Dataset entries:
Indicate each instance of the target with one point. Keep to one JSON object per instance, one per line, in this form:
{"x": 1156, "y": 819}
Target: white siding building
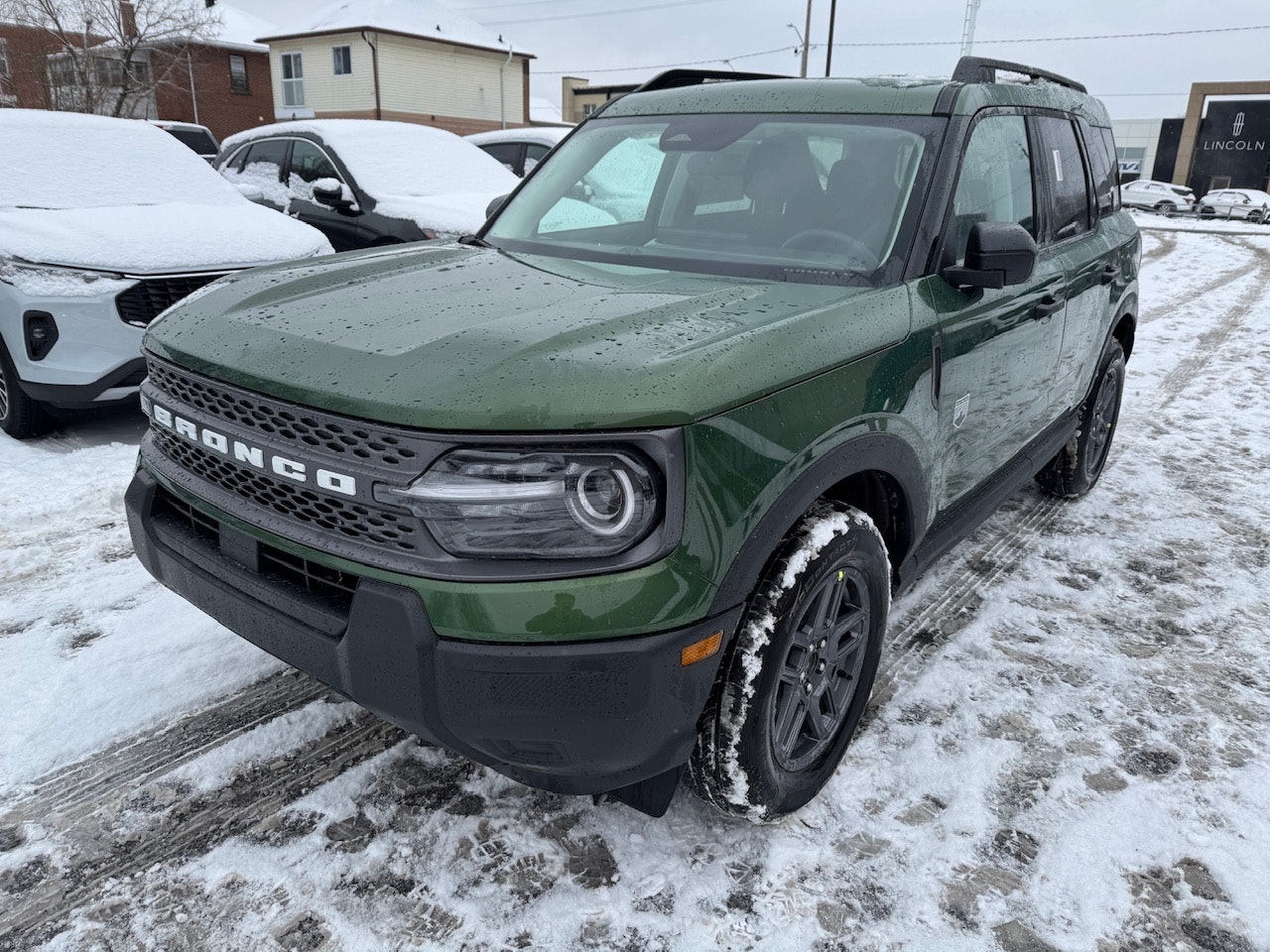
{"x": 407, "y": 60}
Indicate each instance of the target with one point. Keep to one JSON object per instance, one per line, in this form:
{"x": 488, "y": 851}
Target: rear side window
{"x": 1064, "y": 169}
{"x": 1102, "y": 167}
{"x": 264, "y": 154}
{"x": 996, "y": 182}
{"x": 507, "y": 153}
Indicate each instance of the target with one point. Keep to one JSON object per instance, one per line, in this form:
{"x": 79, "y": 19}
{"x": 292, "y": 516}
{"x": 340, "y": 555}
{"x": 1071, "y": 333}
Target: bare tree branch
{"x": 102, "y": 60}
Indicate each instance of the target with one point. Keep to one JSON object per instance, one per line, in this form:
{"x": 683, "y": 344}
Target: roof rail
{"x": 976, "y": 68}
{"x": 674, "y": 79}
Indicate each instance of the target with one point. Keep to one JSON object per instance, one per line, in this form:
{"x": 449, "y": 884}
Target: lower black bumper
{"x": 84, "y": 397}
{"x": 572, "y": 717}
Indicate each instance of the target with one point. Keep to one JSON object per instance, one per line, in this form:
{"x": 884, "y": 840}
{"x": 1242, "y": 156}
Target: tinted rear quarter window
{"x": 1064, "y": 169}
{"x": 1102, "y": 167}
{"x": 267, "y": 151}
{"x": 996, "y": 181}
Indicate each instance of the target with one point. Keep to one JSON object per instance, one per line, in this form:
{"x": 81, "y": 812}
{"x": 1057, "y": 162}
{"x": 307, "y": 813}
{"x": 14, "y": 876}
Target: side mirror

● EXERCISE REQUIREMENTS: Where a picture appears in the data, omit it; restate the rest word for word.

● OUTPUT BELOW:
Indicate each instance of the target with one point. Keep to one JSON object per instance, one per line, in this form:
{"x": 1156, "y": 819}
Target: white siding building
{"x": 407, "y": 60}
Indicate each instance of the target with one point. Keep to one JSON object per instance, one per line, in this form:
{"x": 488, "y": 851}
Target: rear side window
{"x": 1064, "y": 169}
{"x": 1102, "y": 167}
{"x": 264, "y": 154}
{"x": 996, "y": 182}
{"x": 507, "y": 153}
Indicate each instance of the target with one point. Keep to one JSON object per instance, one per line, in this form:
{"x": 79, "y": 19}
{"x": 292, "y": 516}
{"x": 340, "y": 555}
{"x": 1071, "y": 333}
Target: bare tree branch
{"x": 102, "y": 60}
Indicate each instance of the target with one point. Keep to one JSON object per instance, one per line, in this form:
{"x": 683, "y": 344}
Target: roof rail
{"x": 976, "y": 68}
{"x": 674, "y": 79}
Indicate each instance of the target with one point. Keep to one JSON object per instance, one per line, in this form:
{"x": 449, "y": 884}
Target: lower black bumper
{"x": 84, "y": 397}
{"x": 572, "y": 717}
Indicate each instance of the target with one point. Keep to one JSON object per instance, one per line, in this form:
{"x": 884, "y": 840}
{"x": 1242, "y": 156}
Target: tinted rear quarter window
{"x": 1064, "y": 169}
{"x": 1102, "y": 167}
{"x": 267, "y": 151}
{"x": 996, "y": 181}
Indicate each instance of the target with one point. Keep to one JSON object per instance, one per line, in this form:
{"x": 81, "y": 812}
{"x": 1057, "y": 162}
{"x": 307, "y": 813}
{"x": 14, "y": 876}
Target: side mirror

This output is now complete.